• _What is expected_:
Would you please transcribe, exactly as written, the lines of the entries below starting at the one that holds "For the audit, pick out each instance of the dark" and ending at the one that holds "For the audit, pick out each instance of the dog's tongue", both included?

• _Collected data_:
──────────
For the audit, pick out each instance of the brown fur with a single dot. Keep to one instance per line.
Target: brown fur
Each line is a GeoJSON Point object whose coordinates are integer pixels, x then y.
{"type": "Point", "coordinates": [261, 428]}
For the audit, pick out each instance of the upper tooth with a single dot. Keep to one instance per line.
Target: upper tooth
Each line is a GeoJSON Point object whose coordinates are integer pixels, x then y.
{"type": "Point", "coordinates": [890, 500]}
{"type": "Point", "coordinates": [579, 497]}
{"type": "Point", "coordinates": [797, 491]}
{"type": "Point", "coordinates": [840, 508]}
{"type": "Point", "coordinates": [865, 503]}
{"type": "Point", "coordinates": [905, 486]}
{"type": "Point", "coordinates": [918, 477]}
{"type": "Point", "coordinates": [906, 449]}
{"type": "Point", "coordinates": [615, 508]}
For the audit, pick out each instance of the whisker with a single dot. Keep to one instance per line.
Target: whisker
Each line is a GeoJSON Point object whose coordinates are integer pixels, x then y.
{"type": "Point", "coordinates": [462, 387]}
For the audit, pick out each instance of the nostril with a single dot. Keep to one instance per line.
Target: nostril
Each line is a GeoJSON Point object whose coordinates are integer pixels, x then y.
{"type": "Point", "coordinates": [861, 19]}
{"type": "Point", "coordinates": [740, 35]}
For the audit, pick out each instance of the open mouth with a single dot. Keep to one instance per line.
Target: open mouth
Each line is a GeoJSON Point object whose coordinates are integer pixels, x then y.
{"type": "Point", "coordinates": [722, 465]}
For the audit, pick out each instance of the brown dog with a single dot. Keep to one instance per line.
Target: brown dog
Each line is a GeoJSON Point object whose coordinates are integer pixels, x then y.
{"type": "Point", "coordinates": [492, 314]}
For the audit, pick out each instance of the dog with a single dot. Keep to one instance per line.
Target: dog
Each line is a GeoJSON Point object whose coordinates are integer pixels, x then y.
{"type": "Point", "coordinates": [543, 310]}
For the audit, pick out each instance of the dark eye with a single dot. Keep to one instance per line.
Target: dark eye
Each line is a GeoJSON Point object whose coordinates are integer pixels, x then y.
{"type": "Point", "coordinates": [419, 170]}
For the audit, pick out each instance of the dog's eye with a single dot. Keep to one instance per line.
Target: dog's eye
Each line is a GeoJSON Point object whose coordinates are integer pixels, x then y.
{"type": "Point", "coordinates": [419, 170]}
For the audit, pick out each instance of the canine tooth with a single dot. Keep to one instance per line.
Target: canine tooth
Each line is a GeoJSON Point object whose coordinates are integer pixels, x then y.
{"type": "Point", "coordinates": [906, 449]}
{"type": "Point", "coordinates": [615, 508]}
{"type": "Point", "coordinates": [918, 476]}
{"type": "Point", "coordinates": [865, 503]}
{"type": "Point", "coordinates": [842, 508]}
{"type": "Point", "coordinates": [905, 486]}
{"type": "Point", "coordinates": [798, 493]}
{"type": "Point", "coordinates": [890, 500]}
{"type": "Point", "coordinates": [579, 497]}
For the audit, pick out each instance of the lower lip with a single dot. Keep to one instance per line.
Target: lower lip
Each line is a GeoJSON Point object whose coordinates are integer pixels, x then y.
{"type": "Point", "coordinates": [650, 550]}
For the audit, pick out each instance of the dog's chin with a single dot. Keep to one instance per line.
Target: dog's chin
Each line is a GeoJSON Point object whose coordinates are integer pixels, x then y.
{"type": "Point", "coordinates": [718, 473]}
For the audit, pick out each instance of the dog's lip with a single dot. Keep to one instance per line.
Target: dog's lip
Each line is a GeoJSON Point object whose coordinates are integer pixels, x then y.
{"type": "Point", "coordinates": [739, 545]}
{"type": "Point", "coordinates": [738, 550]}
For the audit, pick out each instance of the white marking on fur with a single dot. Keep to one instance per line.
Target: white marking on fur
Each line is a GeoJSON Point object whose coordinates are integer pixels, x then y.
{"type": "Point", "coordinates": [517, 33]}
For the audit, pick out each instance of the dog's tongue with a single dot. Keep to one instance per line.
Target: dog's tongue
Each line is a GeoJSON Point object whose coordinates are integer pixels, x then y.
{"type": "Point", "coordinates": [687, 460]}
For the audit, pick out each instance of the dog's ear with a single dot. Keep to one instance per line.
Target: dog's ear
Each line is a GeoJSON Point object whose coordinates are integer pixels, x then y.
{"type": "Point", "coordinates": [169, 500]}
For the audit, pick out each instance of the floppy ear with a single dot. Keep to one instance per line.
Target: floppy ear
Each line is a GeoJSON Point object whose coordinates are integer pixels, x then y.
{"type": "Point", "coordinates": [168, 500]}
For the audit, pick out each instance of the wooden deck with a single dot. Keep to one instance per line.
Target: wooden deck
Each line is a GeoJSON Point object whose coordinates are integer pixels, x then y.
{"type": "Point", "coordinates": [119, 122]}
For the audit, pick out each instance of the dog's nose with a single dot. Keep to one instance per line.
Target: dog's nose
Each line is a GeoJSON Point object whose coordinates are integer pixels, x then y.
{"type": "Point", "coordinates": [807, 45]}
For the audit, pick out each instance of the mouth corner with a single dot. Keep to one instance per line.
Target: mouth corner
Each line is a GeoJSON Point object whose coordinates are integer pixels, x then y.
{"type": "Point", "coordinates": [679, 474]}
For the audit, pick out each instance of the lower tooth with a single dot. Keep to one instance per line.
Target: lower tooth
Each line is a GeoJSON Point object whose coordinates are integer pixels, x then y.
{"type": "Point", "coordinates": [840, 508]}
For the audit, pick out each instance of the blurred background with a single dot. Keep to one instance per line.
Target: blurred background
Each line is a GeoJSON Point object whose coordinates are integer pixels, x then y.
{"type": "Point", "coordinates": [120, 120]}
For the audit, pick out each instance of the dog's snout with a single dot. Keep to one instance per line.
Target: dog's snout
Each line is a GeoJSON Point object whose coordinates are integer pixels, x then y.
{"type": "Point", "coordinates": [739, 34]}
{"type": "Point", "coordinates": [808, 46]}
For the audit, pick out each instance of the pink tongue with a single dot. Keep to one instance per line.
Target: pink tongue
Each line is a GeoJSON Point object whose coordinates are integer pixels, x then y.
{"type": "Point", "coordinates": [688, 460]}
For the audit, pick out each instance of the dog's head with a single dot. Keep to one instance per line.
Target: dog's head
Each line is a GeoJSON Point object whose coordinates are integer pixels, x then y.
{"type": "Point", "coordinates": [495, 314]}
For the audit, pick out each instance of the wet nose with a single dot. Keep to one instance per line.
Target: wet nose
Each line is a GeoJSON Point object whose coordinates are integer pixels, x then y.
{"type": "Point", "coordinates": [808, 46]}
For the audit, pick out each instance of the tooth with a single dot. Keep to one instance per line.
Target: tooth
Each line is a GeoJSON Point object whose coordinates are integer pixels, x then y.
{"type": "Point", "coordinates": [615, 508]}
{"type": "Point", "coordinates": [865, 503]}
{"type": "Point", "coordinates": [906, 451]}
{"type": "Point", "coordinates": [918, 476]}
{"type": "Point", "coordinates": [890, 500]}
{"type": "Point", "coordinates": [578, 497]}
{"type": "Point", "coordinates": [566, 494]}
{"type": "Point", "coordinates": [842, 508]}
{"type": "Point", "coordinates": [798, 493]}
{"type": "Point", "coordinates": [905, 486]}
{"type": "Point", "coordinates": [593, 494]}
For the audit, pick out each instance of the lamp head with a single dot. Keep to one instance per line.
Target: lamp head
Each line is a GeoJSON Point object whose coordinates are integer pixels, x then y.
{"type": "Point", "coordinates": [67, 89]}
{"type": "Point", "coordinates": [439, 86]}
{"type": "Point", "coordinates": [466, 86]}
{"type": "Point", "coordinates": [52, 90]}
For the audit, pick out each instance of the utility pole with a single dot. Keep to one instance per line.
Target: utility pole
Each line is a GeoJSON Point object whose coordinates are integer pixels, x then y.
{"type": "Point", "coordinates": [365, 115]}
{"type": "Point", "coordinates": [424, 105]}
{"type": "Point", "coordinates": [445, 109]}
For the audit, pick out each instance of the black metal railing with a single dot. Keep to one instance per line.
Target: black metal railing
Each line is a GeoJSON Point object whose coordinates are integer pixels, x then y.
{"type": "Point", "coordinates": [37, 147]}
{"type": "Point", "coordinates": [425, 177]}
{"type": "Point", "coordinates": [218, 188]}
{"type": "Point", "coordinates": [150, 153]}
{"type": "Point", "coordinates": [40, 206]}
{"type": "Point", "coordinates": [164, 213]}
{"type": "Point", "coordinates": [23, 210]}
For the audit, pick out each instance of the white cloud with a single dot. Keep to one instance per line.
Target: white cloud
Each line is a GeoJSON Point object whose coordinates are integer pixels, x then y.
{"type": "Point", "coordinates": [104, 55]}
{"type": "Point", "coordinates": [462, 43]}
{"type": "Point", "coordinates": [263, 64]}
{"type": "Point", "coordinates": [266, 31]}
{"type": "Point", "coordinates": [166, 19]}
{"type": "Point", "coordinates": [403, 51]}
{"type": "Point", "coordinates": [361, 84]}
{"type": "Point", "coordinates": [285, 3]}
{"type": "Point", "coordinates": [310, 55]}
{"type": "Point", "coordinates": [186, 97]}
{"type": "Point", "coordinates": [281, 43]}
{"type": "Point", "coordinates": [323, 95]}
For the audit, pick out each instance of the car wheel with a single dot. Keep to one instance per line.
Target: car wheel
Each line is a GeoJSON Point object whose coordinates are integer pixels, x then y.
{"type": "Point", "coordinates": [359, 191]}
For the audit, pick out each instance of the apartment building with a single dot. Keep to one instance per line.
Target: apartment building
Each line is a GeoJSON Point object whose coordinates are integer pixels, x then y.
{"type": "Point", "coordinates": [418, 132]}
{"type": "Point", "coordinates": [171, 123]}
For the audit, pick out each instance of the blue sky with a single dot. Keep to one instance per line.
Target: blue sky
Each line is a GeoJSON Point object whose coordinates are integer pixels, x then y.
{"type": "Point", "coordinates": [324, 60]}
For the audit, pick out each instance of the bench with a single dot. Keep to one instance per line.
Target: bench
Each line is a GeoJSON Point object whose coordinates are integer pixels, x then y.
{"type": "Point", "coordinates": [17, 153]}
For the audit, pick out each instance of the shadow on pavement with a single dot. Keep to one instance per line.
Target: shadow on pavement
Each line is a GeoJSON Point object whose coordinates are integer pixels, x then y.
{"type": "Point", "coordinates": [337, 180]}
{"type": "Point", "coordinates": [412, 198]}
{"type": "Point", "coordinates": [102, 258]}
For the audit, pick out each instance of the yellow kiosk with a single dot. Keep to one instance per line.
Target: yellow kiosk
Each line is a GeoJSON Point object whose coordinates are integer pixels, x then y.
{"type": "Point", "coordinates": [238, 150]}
──────────
• _Finished exercise_:
For the audit, pick out each instance of the dark eye with a single dot. Keep to one instance per line.
Target: dark eye
Each line is a GeoJSON Point object whose coordinates are integer pixels, x then y.
{"type": "Point", "coordinates": [419, 170]}
For the audit, pick out each instance of the dog's eye with a single dot. Keep to one instance per line.
Target: dog's eye
Each line is a GeoJSON Point object whose coordinates are integer pixels, x then y.
{"type": "Point", "coordinates": [419, 170]}
For the audit, pick out each instance of the canine tooth with a single dot. Keep to one instance per line.
Target: canine tooth
Each line is a GeoJSON Point object whose coordinates are integer pixels, x then y.
{"type": "Point", "coordinates": [906, 449]}
{"type": "Point", "coordinates": [615, 508]}
{"type": "Point", "coordinates": [918, 476]}
{"type": "Point", "coordinates": [865, 503]}
{"type": "Point", "coordinates": [842, 508]}
{"type": "Point", "coordinates": [905, 486]}
{"type": "Point", "coordinates": [798, 493]}
{"type": "Point", "coordinates": [890, 500]}
{"type": "Point", "coordinates": [579, 497]}
For the audit, pick out each instance of the lower lip with a single dot. Keep to one instance per line.
Target: lower lip
Each line is a GeoJSON Point object whose coordinates are integer pixels, x then y.
{"type": "Point", "coordinates": [650, 550]}
For the audit, pick out each instance of the dog's chin with a single dot. Keep to one instance per line.
Target: dog's chin
Each line is a GeoJSON Point object whose coordinates are integer pixels, x then y.
{"type": "Point", "coordinates": [718, 473]}
For the audit, pick out each instance of the dog's lip with a single dot. Keep to one instance per line.
Target: dog's lip
Each line is a GeoJSON Point object whose coordinates are integer pixels, x then y.
{"type": "Point", "coordinates": [739, 545]}
{"type": "Point", "coordinates": [738, 550]}
For the audit, pick out each instance of the white marking on fur with a single dot. Keep to one instance per line.
Target: white marking on fur
Each line is a GeoJSON Point object whose coordinates are integer pixels, x then y.
{"type": "Point", "coordinates": [517, 33]}
For the audit, pick out each instance of the dog's tongue with a single dot. Keep to one instance per line.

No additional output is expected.